Entries from a point annotation set:
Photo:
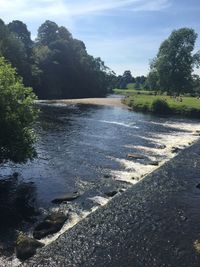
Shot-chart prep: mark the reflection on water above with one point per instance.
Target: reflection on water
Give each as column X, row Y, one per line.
column 79, row 146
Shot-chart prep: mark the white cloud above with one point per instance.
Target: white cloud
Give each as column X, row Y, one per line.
column 26, row 9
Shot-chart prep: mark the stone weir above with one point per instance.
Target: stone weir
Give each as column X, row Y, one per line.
column 154, row 223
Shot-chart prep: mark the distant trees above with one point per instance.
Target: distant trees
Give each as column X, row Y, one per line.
column 171, row 70
column 124, row 80
column 17, row 115
column 56, row 65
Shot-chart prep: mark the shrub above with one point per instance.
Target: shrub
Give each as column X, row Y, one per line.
column 17, row 114
column 160, row 106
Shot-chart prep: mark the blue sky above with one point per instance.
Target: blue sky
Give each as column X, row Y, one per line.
column 126, row 34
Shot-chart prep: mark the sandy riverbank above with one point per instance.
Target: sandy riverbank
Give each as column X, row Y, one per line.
column 109, row 101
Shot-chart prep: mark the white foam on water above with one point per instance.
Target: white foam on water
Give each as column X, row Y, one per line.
column 131, row 125
column 99, row 200
column 9, row 262
column 74, row 219
column 134, row 171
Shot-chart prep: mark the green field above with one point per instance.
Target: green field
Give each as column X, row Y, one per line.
column 143, row 101
column 132, row 91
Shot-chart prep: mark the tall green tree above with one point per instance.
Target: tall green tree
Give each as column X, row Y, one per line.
column 17, row 114
column 174, row 62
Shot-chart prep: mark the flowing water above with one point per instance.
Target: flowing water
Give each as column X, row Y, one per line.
column 85, row 148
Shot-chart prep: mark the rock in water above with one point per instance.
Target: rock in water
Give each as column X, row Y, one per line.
column 154, row 163
column 111, row 194
column 66, row 197
column 26, row 247
column 175, row 149
column 51, row 224
column 161, row 146
column 135, row 156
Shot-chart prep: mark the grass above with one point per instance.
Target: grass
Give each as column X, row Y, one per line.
column 189, row 106
column 132, row 91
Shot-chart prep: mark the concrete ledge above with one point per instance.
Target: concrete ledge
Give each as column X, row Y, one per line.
column 154, row 223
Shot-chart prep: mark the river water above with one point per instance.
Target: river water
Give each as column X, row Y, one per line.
column 85, row 148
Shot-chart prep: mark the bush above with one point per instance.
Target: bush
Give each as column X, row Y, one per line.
column 160, row 106
column 17, row 115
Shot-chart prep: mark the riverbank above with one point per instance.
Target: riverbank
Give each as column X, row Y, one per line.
column 154, row 223
column 148, row 101
column 109, row 101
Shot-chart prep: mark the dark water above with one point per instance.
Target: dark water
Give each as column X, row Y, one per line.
column 77, row 146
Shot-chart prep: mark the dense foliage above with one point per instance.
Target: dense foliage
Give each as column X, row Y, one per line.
column 171, row 70
column 56, row 65
column 16, row 116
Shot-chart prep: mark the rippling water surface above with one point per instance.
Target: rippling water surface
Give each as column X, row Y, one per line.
column 85, row 148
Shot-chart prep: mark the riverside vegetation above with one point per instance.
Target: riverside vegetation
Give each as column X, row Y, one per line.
column 148, row 101
column 56, row 65
column 170, row 86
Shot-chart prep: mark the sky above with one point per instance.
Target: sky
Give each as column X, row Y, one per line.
column 126, row 34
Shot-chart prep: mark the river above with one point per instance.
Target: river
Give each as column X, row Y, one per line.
column 85, row 148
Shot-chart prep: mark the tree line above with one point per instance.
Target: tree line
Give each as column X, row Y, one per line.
column 55, row 65
column 171, row 70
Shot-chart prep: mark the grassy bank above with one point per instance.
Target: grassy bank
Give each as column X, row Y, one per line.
column 132, row 91
column 160, row 104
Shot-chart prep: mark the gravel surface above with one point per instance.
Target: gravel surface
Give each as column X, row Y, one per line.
column 154, row 223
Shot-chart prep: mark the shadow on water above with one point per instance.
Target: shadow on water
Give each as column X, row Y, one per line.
column 17, row 209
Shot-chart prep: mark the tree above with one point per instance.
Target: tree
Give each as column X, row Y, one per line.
column 174, row 62
column 126, row 79
column 17, row 115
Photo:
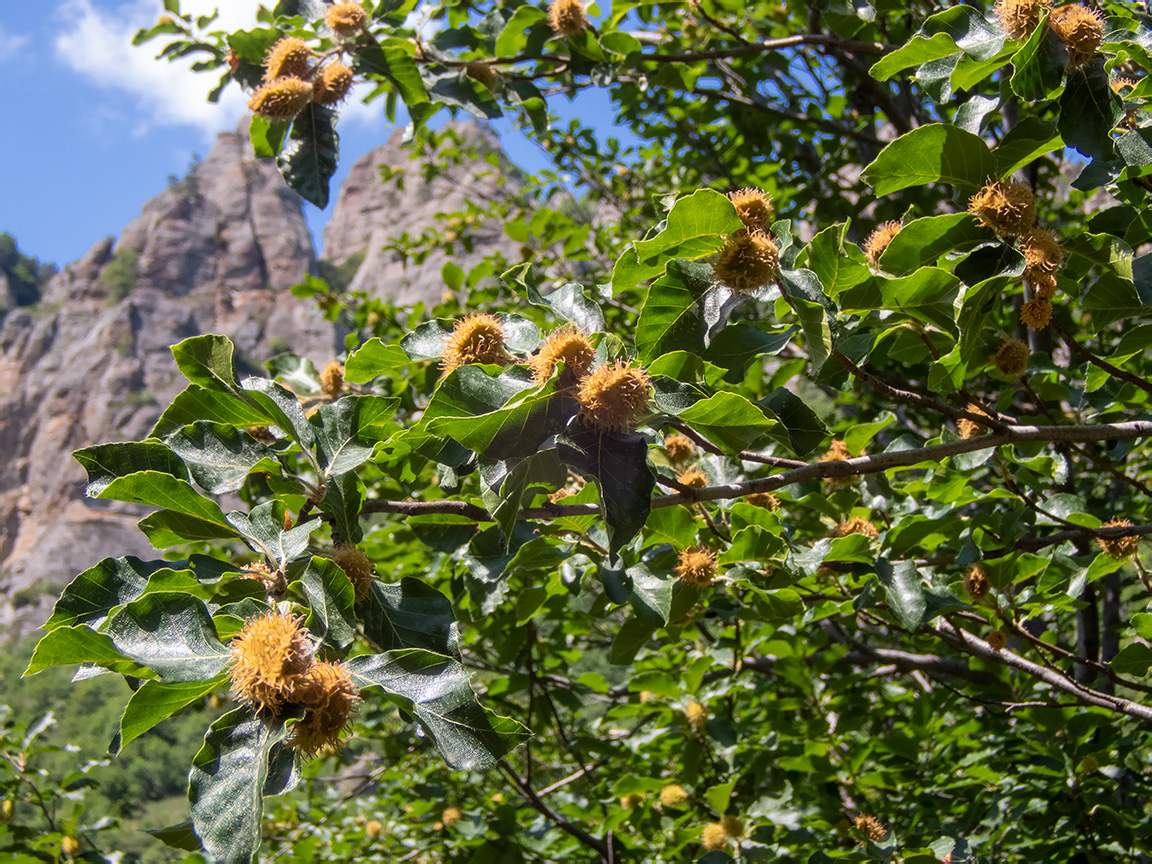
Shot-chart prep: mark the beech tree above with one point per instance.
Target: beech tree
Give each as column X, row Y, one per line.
column 782, row 501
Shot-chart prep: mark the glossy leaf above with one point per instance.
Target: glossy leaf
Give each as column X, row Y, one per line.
column 229, row 778
column 439, row 695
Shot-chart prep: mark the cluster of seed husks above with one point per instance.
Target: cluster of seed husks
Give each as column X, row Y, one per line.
column 273, row 667
column 293, row 78
column 1080, row 28
column 750, row 258
column 1008, row 207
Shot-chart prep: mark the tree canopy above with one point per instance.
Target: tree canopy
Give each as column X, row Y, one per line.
column 782, row 501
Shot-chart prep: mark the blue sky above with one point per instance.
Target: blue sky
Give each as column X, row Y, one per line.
column 95, row 126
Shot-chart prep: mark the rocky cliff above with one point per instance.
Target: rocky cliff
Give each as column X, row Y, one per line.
column 90, row 363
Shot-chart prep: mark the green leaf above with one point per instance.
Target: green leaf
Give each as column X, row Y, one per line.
column 733, row 423
column 923, row 241
column 1089, row 112
column 154, row 702
column 349, row 430
column 324, row 588
column 171, row 634
column 1038, row 67
column 281, row 407
column 1024, row 143
column 805, row 430
column 438, row 690
column 165, row 529
column 309, row 158
column 935, row 153
column 207, row 361
column 737, row 345
column 197, row 403
column 264, row 531
column 514, row 37
column 100, row 589
column 343, row 499
column 267, row 138
column 569, row 302
column 81, row 644
column 836, row 263
column 618, row 462
column 696, row 227
column 165, row 491
column 672, row 318
column 514, row 430
column 373, row 360
column 929, row 295
column 242, row 760
column 105, row 462
column 389, row 59
column 904, row 590
column 218, row 455
column 942, row 35
column 410, row 614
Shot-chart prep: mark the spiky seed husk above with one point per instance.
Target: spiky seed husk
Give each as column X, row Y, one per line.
column 332, row 378
column 288, row 58
column 477, row 338
column 764, row 499
column 857, row 525
column 748, row 260
column 567, row 17
column 570, row 346
column 613, row 398
column 483, row 74
column 1036, row 313
column 273, row 581
column 346, row 19
column 1043, row 256
column 281, row 100
column 696, row 715
column 268, row 654
column 753, row 209
column 692, row 478
column 673, row 796
column 1020, row 17
column 1081, row 29
column 976, row 583
column 1006, row 206
column 879, row 240
column 331, row 697
column 970, row 429
column 713, row 836
column 333, row 84
column 575, row 484
column 1012, row 358
column 358, row 568
column 697, row 566
column 870, row 827
column 680, row 448
column 836, row 452
column 733, row 826
column 1119, row 547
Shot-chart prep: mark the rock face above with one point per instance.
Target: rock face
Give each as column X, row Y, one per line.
column 90, row 363
column 212, row 254
column 370, row 212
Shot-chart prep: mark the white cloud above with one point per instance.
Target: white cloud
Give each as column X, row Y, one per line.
column 10, row 44
column 97, row 43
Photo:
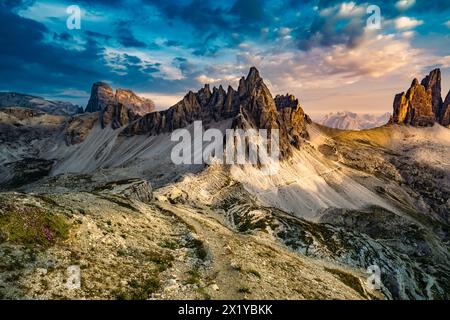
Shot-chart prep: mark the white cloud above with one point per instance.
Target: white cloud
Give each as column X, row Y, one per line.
column 374, row 57
column 344, row 10
column 407, row 23
column 405, row 4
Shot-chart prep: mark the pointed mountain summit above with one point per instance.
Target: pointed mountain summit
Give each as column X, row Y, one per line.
column 101, row 95
column 119, row 108
column 422, row 104
column 433, row 82
column 251, row 106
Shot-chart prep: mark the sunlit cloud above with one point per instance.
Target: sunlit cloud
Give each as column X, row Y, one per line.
column 405, row 4
column 407, row 23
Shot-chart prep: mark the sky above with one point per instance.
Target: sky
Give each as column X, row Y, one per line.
column 328, row 53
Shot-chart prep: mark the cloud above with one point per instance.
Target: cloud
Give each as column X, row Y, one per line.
column 374, row 57
column 405, row 4
column 406, row 23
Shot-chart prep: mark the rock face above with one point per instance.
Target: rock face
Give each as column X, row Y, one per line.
column 78, row 127
column 251, row 106
column 433, row 82
column 101, row 95
column 117, row 109
column 292, row 118
column 422, row 105
column 59, row 108
column 346, row 120
column 136, row 189
column 415, row 107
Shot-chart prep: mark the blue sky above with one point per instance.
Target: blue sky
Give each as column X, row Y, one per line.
column 321, row 51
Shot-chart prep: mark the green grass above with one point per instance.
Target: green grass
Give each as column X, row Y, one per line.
column 348, row 279
column 31, row 225
column 163, row 261
column 139, row 289
column 244, row 290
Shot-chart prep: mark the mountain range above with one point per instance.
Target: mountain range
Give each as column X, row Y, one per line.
column 347, row 120
column 11, row 99
column 99, row 190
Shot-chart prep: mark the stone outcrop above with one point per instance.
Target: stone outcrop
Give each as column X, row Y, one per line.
column 117, row 109
column 292, row 118
column 130, row 100
column 422, row 104
column 78, row 127
column 251, row 106
column 101, row 95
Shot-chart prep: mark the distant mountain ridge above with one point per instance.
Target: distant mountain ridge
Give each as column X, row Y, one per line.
column 346, row 120
column 422, row 105
column 60, row 108
column 119, row 108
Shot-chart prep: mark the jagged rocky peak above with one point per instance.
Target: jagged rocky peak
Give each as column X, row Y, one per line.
column 433, row 82
column 130, row 100
column 101, row 95
column 445, row 111
column 422, row 105
column 251, row 106
column 119, row 108
column 416, row 106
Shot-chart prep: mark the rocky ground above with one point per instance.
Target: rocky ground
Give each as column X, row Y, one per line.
column 130, row 249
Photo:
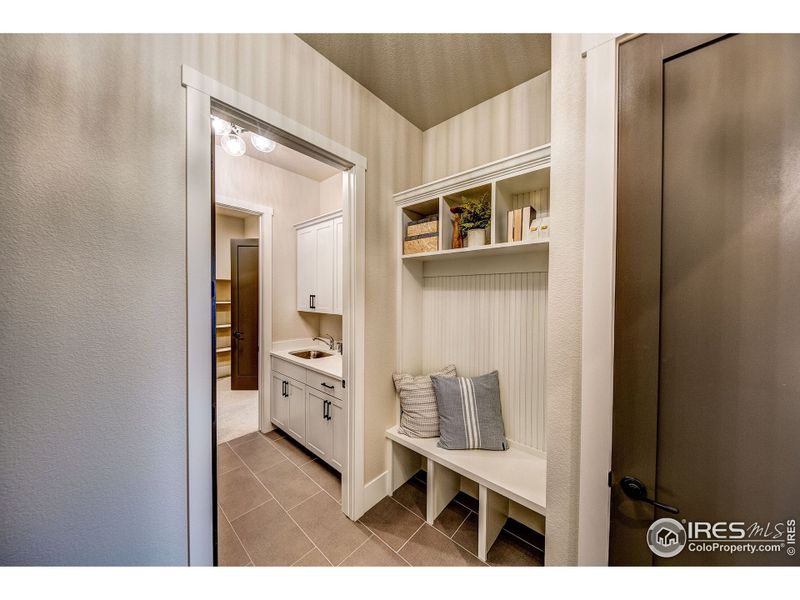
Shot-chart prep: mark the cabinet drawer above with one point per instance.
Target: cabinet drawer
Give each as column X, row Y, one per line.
column 325, row 384
column 288, row 369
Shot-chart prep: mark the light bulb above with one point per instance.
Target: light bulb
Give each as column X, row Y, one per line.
column 233, row 144
column 261, row 143
column 220, row 127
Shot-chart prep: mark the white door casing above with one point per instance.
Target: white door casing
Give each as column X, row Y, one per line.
column 201, row 91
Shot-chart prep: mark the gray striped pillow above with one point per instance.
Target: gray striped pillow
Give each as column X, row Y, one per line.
column 418, row 416
column 470, row 415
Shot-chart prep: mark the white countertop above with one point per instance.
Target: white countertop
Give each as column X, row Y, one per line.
column 330, row 365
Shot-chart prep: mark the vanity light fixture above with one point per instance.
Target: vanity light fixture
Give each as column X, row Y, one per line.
column 261, row 143
column 233, row 142
column 220, row 126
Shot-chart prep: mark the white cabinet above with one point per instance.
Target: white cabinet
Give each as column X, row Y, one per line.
column 306, row 267
column 326, row 427
column 297, row 410
column 319, row 434
column 279, row 401
column 338, row 422
column 310, row 407
column 338, row 259
column 319, row 264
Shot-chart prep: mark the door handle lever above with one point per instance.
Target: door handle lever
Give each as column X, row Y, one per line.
column 636, row 490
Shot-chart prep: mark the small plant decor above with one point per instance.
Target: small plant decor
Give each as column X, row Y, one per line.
column 477, row 212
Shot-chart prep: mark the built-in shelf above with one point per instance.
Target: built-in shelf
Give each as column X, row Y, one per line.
column 488, row 250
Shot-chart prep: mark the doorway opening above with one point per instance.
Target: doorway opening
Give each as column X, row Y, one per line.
column 281, row 403
column 238, row 321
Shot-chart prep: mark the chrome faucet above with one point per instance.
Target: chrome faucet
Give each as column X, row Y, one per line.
column 328, row 339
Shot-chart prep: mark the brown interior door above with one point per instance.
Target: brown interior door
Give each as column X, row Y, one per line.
column 244, row 314
column 707, row 328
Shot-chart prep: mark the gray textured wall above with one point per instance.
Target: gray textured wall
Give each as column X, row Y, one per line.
column 92, row 275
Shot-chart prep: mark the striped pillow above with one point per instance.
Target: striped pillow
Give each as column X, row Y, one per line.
column 418, row 416
column 469, row 412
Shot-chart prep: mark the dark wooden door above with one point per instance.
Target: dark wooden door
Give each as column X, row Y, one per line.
column 707, row 328
column 244, row 314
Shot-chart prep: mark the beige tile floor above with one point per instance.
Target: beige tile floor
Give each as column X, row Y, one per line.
column 278, row 505
column 237, row 411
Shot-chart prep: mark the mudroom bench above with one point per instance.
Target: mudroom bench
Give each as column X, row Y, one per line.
column 516, row 474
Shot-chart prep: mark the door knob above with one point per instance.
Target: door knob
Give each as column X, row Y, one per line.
column 636, row 490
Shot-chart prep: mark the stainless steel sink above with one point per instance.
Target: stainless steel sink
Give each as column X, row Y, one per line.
column 310, row 354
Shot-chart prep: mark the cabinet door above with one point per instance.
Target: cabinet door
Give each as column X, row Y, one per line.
column 279, row 404
column 319, row 438
column 297, row 410
column 306, row 267
column 323, row 289
column 338, row 258
column 338, row 423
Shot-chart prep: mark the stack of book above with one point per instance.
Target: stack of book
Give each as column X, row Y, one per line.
column 519, row 224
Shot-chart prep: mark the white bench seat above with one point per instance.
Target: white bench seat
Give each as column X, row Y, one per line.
column 513, row 474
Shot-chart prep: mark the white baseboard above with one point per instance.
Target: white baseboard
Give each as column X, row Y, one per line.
column 375, row 490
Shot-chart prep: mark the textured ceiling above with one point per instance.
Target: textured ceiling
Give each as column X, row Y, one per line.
column 430, row 77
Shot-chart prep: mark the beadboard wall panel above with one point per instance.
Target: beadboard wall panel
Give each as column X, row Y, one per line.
column 493, row 321
column 507, row 124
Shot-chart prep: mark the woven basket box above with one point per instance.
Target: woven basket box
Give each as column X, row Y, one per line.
column 428, row 242
column 429, row 224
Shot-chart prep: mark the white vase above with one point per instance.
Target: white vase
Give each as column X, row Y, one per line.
column 476, row 237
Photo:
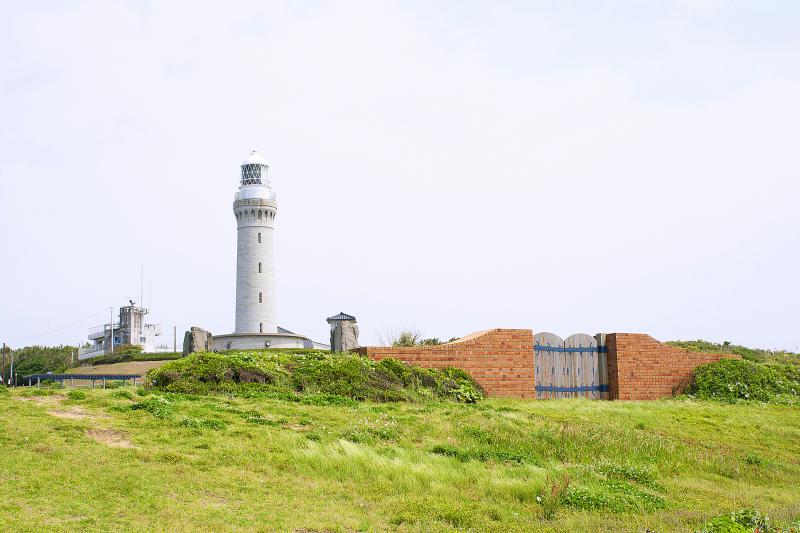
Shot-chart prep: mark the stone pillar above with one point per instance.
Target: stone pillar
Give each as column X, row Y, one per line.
column 344, row 332
column 196, row 340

**WHAT IS EXPECTED**
Copy the items word for word, from the line containing "Shot-chart prep: mark the textured" through the end of the items, including both ends. Leave out the pictures.

**OUTPUT FOR THIS EXERCISE**
Shot-chart prep: mark the textured ceiling above with one point per instance.
Target: textured ceiling
Give each as column X, row Y, one per line.
column 430, row 77
Shot-chart prep: mark the beadboard wall panel above with one point per instance.
Target: beadboard wall panel
Give each as column X, row Y, one per line.
column 493, row 321
column 507, row 124
Shot-chart prep: mark the woven basket box above with one point per instance.
Target: woven basket box
Give each as column X, row Y, one per line.
column 428, row 242
column 429, row 224
Shot-chart prep: mark the white vase above with one point per instance.
Target: white vase
Give each as column X, row Y, one per line.
column 476, row 237
Photo:
Shot-chart prep: mark the stone pillar above with one point per instance.
Target: stone pillar
Give each as column X, row Y, one per line.
column 344, row 332
column 196, row 340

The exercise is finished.